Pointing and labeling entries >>
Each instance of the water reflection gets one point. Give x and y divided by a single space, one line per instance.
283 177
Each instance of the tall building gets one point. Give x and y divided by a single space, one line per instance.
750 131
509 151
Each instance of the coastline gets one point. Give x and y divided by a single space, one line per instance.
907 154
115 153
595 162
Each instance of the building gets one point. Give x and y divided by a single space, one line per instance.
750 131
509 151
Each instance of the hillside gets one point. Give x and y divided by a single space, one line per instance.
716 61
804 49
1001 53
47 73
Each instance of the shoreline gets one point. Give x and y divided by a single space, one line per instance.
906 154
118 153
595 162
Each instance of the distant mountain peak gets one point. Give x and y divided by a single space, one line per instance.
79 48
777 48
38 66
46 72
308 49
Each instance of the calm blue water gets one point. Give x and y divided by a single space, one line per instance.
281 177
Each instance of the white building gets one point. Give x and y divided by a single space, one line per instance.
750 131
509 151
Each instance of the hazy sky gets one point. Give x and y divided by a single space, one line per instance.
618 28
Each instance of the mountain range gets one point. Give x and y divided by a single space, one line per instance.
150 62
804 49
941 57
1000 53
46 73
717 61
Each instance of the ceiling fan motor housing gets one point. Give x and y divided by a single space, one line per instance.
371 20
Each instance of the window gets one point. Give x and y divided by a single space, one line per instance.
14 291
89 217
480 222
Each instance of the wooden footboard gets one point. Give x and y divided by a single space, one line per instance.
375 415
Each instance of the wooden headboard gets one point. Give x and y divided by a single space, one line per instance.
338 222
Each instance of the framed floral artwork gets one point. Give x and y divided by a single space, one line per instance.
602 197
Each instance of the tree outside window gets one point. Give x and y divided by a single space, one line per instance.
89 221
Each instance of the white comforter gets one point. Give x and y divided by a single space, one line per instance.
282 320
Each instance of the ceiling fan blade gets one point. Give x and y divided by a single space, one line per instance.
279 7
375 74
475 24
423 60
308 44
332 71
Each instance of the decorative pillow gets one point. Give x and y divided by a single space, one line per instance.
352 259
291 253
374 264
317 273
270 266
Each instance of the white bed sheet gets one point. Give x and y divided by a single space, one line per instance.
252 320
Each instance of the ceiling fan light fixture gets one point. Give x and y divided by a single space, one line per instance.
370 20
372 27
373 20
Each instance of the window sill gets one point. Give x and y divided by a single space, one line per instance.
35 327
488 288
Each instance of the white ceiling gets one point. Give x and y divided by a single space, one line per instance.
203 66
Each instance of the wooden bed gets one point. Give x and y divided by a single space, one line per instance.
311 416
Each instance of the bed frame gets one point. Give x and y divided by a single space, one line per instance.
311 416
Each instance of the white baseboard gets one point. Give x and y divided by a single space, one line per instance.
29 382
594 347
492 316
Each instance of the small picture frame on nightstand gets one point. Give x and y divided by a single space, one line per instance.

Given problem >> Rewrite every line of the entries above as a numbered list, leaving out any blank lines.

Worked solution >>
1. Each instance of the water reflection gets one point. Give x and y divided by a single space, one line per instance.
2. 283 177
3. Each instance of the tall building gets one point. Give x and y divided by a single space, one line per instance.
4. 750 131
5. 509 151
6. Each instance of the coastline gets one point. Give x and y divided by a single space, one line per instance.
7. 907 154
8. 115 153
9. 595 162
10. Each instance of the building gets one point. Give x and y divided by a single space, one line per instance.
11. 750 131
12. 509 151
13. Each instance of the hillside gets one point. Give x and y divided by a single space, one line per instance.
14. 716 61
15. 804 49
16. 1001 53
17. 47 73
18. Each instance of the shoreline gets one point. Give x and y divided by a single space, one line per instance.
19. 906 154
20. 118 153
21. 595 162
22. Each instance of the distant mountain peak gets one point. Give x and y divided by a single space, one line per instance.
23. 79 48
24. 777 48
25. 38 66
26. 46 72
27. 308 49
28. Each instance of the calm blue water gets one point. Give x and y divided by a single space, one line per instance.
29. 281 177
30. Each instance of the white building gets one point. Give x and y divided by a single space, one line per instance.
31. 750 131
32. 509 151
33. Each instance of the hazy sky gets one point. Give x and y divided by a single space, one line per instance.
34. 618 28
35. Each instance of the mountain range gets one point. Give x and y divided by a single space, one line per instance.
36. 150 62
37. 804 49
38. 941 57
39. 1000 53
40. 46 73
41. 717 61
42. Each instance of the ceiling fan motor housing gets one point. Give x and y divided by a single space, one line per instance.
43. 371 20
44. Each instance of the window gets one point. Give x and y divided by a single space, one line per instance.
45. 14 291
46. 89 217
47. 480 222
48. Each instance of the wooden footboard gets one point. Give x and y divided by a single space, one line per instance.
49. 375 415
50. Each instance of the wooden headboard gets one point. Give x and y divided by a single space, one line per instance.
51. 338 222
52. Each instance of the framed floral artwork gets one point. Give x and y divided by a single space, one line per instance.
53. 602 197
54. Each instance of the tree outside window gets one point. Give x and y divided by a single space, one line per instance.
55. 89 221
56. Each instance of the white comforter gets one point. Give x and y divided by a single space, one line per instance.
57. 282 320
58. Each instance of the ceiling fan blade gets one point. Give x and y divided by a single space, one line per instance.
59. 279 7
60. 375 74
61. 475 24
62. 423 60
63. 308 44
64. 332 71
65. Each instance of the decorative pillow gets one point. Give x and y divided by a single space, one line per instance.
66. 352 259
67. 291 253
68. 374 264
69. 317 273
70. 270 266
71. Each instance of the white bed sheet gets one point. Give x and y divided by a single space, one line per instance.
72. 252 320
73. Each instance of the ceiling fan light fixture gets one point. Give x and y divided by a single space, one line per instance.
74. 370 20
75. 372 27
76. 373 20
77. Each instance of the window sill gets one point. Give x and y divided by a single space, one line per instance.
78. 35 327
79. 488 288
80. Each instance of the white ceiling gets one point. Give x and y divided by a single space, one line per instance.
81. 203 66
82. Each instance of the wooden bed gets one point. Give x and y divided by a single space, one line per instance.
83. 311 416
84. Each instance of the bed frame gets one point. Give x and y divided by a single space, one line per instance.
85. 311 416
86. Each instance of the white baseboard gets one point. Give x and y divided by a single space, one line per instance.
87. 29 382
88. 594 347
89. 492 316
90. Each instance of the small picture frame on nightstand gets one point. Give x and y divided by a single space, one line per instance.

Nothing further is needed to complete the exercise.